## [Excerpt to read]
■ ■ ■ ■

Re: [PATCH v2 08/13] xfs: elide the AIL lock on log item failure tracking

Brian Foster <bfoster@xxxxxxxxxx> · Fri, 24 Apr 2020 07:14:21 -0400

On Fri, Apr 24, 2020 at 07:38:39AM +1000, Dave Chinner wrote:
> On Thu, Apr 23, 2020 at 10:36:37AM -0400, Brian Foster wrote:
> > On Thu, Apr 23, 2020 at 03:59:19PM +1000, Dave Chinner wrote:
> > > On Wed, Apr 22, 2020 at 01:54:24PM -0400, Brian Foster wrote:
> > > > The log item failed flag is used to indicate a log item was flushed
> > > > but the underlying buffer was not successfully written to disk. If
> > > > the error configuration allows for writeback retries, xfsaild uses
> > > > the flag to resubmit the underlying buffer without acquiring the
> > > > flush lock of the item.

■ ■ ■ ■

## [Problems and tasks]
1 - Copy the records word for word, from the line containing "the jacket lapel?" through the last line of the records.
2 - Pick up the mailing-list reply about the XFS log item failure patch after its final line and keep writing.

## [Object detection data]
■ ■ ■ ■

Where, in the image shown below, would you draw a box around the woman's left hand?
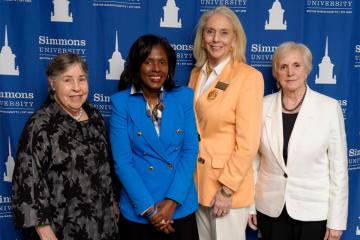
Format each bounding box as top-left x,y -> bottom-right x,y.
210,187 -> 233,217
324,228 -> 342,240
150,199 -> 177,233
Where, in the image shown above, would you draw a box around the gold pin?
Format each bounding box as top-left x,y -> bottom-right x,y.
208,90 -> 217,100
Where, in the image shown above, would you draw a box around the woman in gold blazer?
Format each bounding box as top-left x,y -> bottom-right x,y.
189,7 -> 264,240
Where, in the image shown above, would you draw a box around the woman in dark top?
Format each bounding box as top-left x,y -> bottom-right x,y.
12,53 -> 117,240
249,42 -> 348,240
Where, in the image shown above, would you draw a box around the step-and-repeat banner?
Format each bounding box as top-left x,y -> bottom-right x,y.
0,0 -> 360,240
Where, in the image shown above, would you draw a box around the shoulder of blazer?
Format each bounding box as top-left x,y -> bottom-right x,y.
110,88 -> 131,103
188,67 -> 201,89
228,61 -> 262,76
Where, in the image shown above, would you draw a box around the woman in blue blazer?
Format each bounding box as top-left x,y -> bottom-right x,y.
110,35 -> 198,240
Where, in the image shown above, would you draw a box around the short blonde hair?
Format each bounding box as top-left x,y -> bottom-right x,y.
272,42 -> 312,78
193,6 -> 246,67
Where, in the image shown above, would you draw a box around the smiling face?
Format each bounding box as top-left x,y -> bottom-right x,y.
49,64 -> 89,115
276,50 -> 307,92
140,45 -> 169,93
203,14 -> 236,66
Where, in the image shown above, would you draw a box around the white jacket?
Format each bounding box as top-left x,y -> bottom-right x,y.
255,87 -> 348,230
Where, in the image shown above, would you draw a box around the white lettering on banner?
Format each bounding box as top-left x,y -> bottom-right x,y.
251,43 -> 277,53
93,0 -> 141,9
306,0 -> 353,14
355,45 -> 360,53
0,195 -> 11,204
250,43 -> 277,67
0,92 -> 34,114
94,93 -> 110,102
349,148 -> 360,157
39,36 -> 86,47
170,44 -> 194,51
307,0 -> 352,7
0,92 -> 34,99
200,0 -> 247,6
93,93 -> 111,117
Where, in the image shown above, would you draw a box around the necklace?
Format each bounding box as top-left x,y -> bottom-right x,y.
70,107 -> 84,121
205,63 -> 213,76
281,85 -> 307,112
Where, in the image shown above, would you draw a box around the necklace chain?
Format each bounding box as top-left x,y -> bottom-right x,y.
281,85 -> 307,112
71,107 -> 84,121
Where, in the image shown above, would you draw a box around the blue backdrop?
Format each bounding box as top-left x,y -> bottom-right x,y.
0,0 -> 360,240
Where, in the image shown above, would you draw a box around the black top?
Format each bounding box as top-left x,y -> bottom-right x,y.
282,113 -> 298,165
12,95 -> 118,240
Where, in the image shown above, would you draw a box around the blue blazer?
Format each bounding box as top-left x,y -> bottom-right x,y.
110,87 -> 198,223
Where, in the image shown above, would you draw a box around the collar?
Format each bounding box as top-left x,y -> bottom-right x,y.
130,85 -> 164,95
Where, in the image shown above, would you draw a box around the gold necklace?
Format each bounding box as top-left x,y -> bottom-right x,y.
281,85 -> 307,112
205,63 -> 213,76
70,107 -> 84,121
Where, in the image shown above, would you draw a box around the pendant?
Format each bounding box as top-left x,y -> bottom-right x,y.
207,90 -> 217,101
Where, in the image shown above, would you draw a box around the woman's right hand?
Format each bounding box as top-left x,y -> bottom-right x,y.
248,214 -> 257,230
35,225 -> 57,240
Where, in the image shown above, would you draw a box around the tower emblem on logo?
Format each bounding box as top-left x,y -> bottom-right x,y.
106,31 -> 125,80
51,0 -> 73,22
265,0 -> 287,30
315,37 -> 336,84
0,25 -> 19,76
160,0 -> 181,28
4,137 -> 15,182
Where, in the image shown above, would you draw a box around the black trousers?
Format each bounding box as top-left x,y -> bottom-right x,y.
119,213 -> 199,240
257,207 -> 326,240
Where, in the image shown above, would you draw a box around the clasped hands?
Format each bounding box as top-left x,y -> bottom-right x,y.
149,199 -> 177,234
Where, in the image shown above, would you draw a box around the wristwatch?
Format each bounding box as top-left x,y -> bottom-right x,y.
220,186 -> 234,197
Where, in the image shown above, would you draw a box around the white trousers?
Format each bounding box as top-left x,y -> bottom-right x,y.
196,205 -> 249,240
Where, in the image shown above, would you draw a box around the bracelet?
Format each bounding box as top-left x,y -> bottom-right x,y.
220,186 -> 233,198
146,205 -> 157,219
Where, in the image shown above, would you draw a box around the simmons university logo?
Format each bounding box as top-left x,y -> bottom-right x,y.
265,0 -> 287,30
250,43 -> 277,67
160,0 -> 181,28
3,137 -> 15,182
305,0 -> 353,14
106,31 -> 125,80
0,25 -> 19,76
93,93 -> 111,117
50,0 -> 73,22
200,0 -> 248,13
315,37 -> 336,84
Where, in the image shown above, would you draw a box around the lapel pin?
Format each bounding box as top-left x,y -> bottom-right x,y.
207,90 -> 217,100
215,81 -> 229,91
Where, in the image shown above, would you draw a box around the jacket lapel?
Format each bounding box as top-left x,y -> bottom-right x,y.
288,87 -> 314,164
265,91 -> 286,171
128,94 -> 167,161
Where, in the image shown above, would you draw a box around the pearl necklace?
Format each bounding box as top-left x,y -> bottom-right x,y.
70,107 -> 84,121
281,85 -> 307,112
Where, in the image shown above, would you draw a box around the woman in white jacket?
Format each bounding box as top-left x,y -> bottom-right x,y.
249,42 -> 348,240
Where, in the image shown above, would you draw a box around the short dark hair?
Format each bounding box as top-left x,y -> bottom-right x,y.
118,35 -> 176,91
46,53 -> 88,78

■ ■ ■ ■

## [Expected answers]
1 -
Where, in the image shown above, would you draw a box around the jacket lapel?
Format each bounding box as top-left x,y -> bottom-right x,y.
288,87 -> 314,164
265,91 -> 286,171
128,94 -> 167,161
Where, in the image shown above, would you draw a box around the pearl necklace?
Format each bounding box as top-left x,y -> bottom-right x,y.
70,107 -> 84,121
281,85 -> 307,112
Where, in the image shown above, would you draw a box around the woman in white jacket?
Format each bounding box as top-left x,y -> bottom-right x,y.
249,42 -> 348,240
Where, in the image shown above, would you draw a box around the short dark hair?
Format each bounding box as top-left x,y -> bottom-right x,y.
118,35 -> 176,91
46,53 -> 88,78

2 -
> > > > 
> > > > The flag is currently set and cleared under the AIL lock and buffer
> > > > lock in the ->iop_error() callback, invoked via ->b_iodone() at I/O
> > > > completion time. The flag is checked at xfsaild push time under AIL
> > > > lock and cleared under buffer lock before resubmission. If I/O
> > > > eventually succeeds, the flag is cleared in the _done() handler for
> > > > the associated item type, again under AIL lock and buffer lock.
> > > 
> > > Actually, I think you've missed the relevant lock here: the item's
> > > flush lock. The XFS_LI_FAILED flag is item flush state, and flush
> > > state is protected by the flush lock. When the item has been flushed
> > > and attached to the buffer for completion callbacks, the flush lock
> > > context gets handed to the buffer.
> > > 
> > > i.e. the buffer owns the flush lock and so while that buffer is
> > > locked for IO we know that the item flush state (and hence the
> > > XFS_LI_FAILED flag) is exclusively owned by the holder of the buffer
> > > lock.
> > > 
> > 
> > Right..
> > 
> > > (Note: this is how xfs_ifree_cluster() works - it grabs the buffer
> > > lock then walks the items on the buffer and changes the callback
> > > functions because those items are flush locked and hence holding the
> > > buffer lock gives exclusive access to the flush state of those
> > > items....)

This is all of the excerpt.